▶ **Задание**
Продолжите рецензию на спектакль «Трюк» театра «За Черной речкой», начав сразу после ее последнего предложения.

▶ **Фрагмент для чтения**
«Трюк». Театр «За Черной речкой».
Режиссер Яна Тумина, художник Эмиль Капелюш, объекты и куклы Киры Камалидиновой

История про то, как больной раком мальчик за день проживал в воображении по десять лет, обрел духовный и земной опыт и подготовился к смерти, — прекрасно подходит театру. Потому что театр извлекает из этой функции еще одну производную: жизнь, спрессованная в несколько дней, проживается за вечер. Концентрированная эмпатия. Но ясно, что найти к повести Эрика-Эмманюэля Шмитта «Оскар и Розовая дама» ключи и краски, балансировать и не впасть в мелодраматизм крайне сложно. Необходим ход. Здесь — трюк.
В спектакле Яны Туминой пространство камерное, герметичное, и ржавый тарантас на поворотном круге, играющий для героини роль дома, встроен так, что кажется: больше и нет ничего. И никого. Совсем пусто в этом немного постапокалиптическом мире авторства Эмиля Капелюша (апокалипсис мог быть и частным, ограниченным рамками одной жизни, но видно, что из жизни этой выдуло всех). Поэтому одиночество героини Марины Солопченко выглядит непреложным и неколебимым, обусловленным и воплощенным даже пространственно — как, скажем, на планете Маленького принца. Поэтому партнер по площадке — персонаж Рената Шавалиева — спускается сверху, приходит извне. В повести Шмитта есть ироничное сопоставление Бога и Деда Мороза (оба они, по мнению Оскара, делегаты «акционерного общества „Запудривание мозгов“»). В спектакле Некто (deux ex machina?) в костюме Санты спускается с колосников на крышу и запускает действие: историю про то, как история Оскара изменила того, кто вошел в нее. Да, сюжет такой.
Взъерошенная леди в черном (стильном, мешковатом, потертом) — совершенный Чаплин. Но и Джульетта Мазина отчасти. В ней шипит и колется, как газировка… дух театральности — наверно, так; игровая природа. Когда-то бурлила, кипела вовсю — очевидно, — а теперь вот так. Остаточной ритмичностью заряжены все ее движения — утренние, зябкие — по сути бытовые, а по форме — почти танец. Она кутается, ежится, обнаруживает недопитый виски; смотрит вокруг глазами похмельного ребенка… Кем она была — туманно, но ясно, с кем она в родстве. Она персонаж играющий, которому не с кем и некому стало играть. И негде стало жить, после того, как из жизни отчего-то исчезли какие-то подмостки, какая-то арена. И маска обветрилась и уже совсем неуместна (раз зрителей нет)… но ведь и приросла.

▶ **Исходные данные**
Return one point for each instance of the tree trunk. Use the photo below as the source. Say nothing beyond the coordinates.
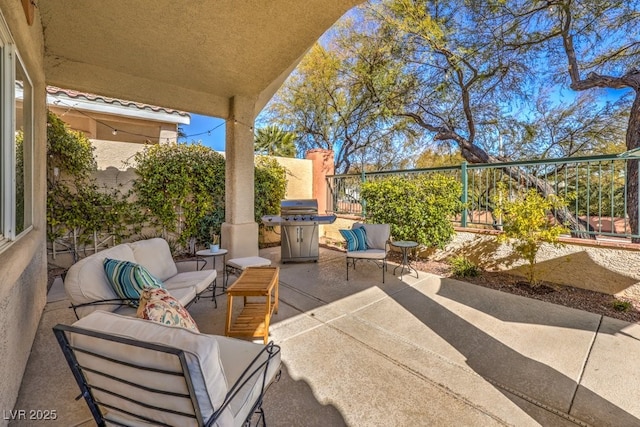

▶ **Ответ на задание**
Этот дух эксцентрики, присущий персонажу, и определяет логику развития действия, и его правду. Это важно, потому что инсценировочный ход незамысловат по-сказочному и требует безусловной веры: некто в плюшевом подбрасывает полуоцепеневшей героине мешок с персонажами и с письмами мальчика Богу. Словом, мешок с историей, которую придется разыграть.
Придется! А куда героине деться? Инстинкт театральности не побороть.
Трюк. «Трюк» — это из текста Шмитта. Словом «трюк» подменяется слово «чудо» (скомпрометированное догматиками всех эпох). Посмотрев на рассвет так, как будто впервые, пропустив его сквозь себя и чувствуя что-то сакральное, Оскар просит Бога в постскриптуме письма: «Ты не смог бы повторить этот трюк с первым разом для моих родителей?» И в этом слове фокус, потому что целый пласт серьезной, назидательной религиозности спадает, потому что четко оформляется оптика: глазами ребенка на небо смотреть еще можно, пожалуй. И отлично, что слово переходит в название. И чуть ли не в жанр.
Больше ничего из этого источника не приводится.